======== Auszug ========

Bei der Strafbemessung wurde eine einschlägige Vorstrafe erschwerend gewertet, mildernd war kein Umstand.

Unter Berücksichtigung aller Strafzumessungsgründe ist die verhängte Strafe nicht zu hoch bemessen.

Der Kostenausspruch stützt sich auf die im Spruch angeführte zwingende Bestimmung des Gesetzes.

Es war daher spruchgemäß zu entscheiden.“

In der gegen dieses Straferkenntnis eingebrachten Beschwerde wurde im Wesentlichen vorgebracht wie folgt:

„In dieser Straferkenntnis wurde mein Hund (American Staffordshire Terrier, Chipnr.: …) für verfallen erklärt, da ich bi zum Zeitpunkt der Anfrage von Ihnen bei der MA60-Veterinärdienst den verpflichtenden Hundeführerschein noch nicht absolviert habe.

========

**Aufgaben**:
• A. Schreibe den Teil des Auszugs, der mit den Worten "Unter Berücksichtigung aller" beginnt und mit "Bestimmung des Gesetzes." endet, erneut auf und setze dabei "ausgesprochene Strafe" an die Stelle von "verhängte Strafe".
• B. Welche verschiedenen Wörter im Auszug beginnen mit „Straf“? Führe sie alle auf.
Für den Auszug sind die Zeilen ohne Belang.

======== Erfasste Daten ========

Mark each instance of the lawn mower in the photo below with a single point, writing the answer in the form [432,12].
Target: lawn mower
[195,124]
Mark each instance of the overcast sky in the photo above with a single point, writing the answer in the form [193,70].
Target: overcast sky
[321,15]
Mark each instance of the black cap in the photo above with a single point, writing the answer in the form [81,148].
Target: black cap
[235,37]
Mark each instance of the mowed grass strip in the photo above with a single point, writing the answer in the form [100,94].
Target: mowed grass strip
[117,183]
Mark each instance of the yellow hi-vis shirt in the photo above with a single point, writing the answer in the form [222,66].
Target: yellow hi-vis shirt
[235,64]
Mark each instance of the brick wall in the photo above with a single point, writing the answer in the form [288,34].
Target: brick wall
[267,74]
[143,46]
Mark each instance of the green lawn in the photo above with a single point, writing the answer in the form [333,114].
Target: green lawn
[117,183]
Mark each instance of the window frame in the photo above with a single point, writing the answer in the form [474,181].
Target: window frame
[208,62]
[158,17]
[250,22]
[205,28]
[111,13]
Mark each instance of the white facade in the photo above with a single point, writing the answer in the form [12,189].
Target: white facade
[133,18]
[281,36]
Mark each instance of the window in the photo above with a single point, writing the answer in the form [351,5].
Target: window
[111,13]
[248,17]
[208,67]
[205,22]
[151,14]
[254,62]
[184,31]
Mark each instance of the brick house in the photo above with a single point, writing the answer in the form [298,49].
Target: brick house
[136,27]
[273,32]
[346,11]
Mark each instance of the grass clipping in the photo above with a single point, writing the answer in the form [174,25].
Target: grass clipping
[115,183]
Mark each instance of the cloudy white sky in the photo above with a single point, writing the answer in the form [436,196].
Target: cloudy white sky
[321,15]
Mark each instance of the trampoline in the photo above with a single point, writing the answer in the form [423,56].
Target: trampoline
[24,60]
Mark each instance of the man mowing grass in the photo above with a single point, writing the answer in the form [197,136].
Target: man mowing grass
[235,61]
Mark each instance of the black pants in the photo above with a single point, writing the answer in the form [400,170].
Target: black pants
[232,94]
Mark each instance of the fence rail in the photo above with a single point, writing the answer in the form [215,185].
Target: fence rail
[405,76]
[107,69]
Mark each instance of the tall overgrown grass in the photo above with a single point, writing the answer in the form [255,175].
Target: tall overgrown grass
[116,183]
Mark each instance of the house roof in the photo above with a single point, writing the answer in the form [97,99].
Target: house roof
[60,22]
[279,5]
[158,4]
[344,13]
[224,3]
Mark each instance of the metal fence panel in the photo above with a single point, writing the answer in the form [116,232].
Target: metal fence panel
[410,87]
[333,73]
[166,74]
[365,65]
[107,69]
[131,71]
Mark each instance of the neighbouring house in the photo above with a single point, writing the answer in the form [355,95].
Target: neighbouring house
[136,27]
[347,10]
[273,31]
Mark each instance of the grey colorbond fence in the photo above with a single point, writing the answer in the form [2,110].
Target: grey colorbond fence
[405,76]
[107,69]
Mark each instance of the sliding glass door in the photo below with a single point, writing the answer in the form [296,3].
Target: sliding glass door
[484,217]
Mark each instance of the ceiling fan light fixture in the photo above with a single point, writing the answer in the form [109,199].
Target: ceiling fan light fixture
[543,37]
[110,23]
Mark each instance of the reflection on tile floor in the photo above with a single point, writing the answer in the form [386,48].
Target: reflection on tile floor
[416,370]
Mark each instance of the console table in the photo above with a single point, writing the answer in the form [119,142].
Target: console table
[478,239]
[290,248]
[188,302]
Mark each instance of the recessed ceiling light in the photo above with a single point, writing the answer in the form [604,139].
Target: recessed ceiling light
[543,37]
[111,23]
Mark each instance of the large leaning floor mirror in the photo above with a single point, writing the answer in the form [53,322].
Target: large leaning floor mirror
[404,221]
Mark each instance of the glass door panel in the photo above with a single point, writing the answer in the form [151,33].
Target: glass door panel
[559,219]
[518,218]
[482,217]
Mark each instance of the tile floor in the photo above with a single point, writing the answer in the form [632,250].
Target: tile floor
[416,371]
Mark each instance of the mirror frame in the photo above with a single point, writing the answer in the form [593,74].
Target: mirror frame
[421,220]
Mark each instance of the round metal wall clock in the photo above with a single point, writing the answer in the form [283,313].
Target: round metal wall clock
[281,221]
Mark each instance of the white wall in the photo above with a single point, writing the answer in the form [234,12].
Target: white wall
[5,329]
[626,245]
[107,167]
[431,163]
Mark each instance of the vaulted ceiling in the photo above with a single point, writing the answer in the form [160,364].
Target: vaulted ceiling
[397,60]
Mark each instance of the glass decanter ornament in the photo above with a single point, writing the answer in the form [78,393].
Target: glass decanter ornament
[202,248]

========

**Lösungen**:
• A.
Unter Berücksichtigung aller Strafzumessungsgründe ist die ausgesprochene Strafe nicht zu hoch bemessen.

Der Kostenausspruch stützt sich auf die im Spruch angeführte zwingende Bestimmung des Gesetzes.

• B. Strafbemessung, Strafzumessungsgründe, Strafe, Straferkenntnis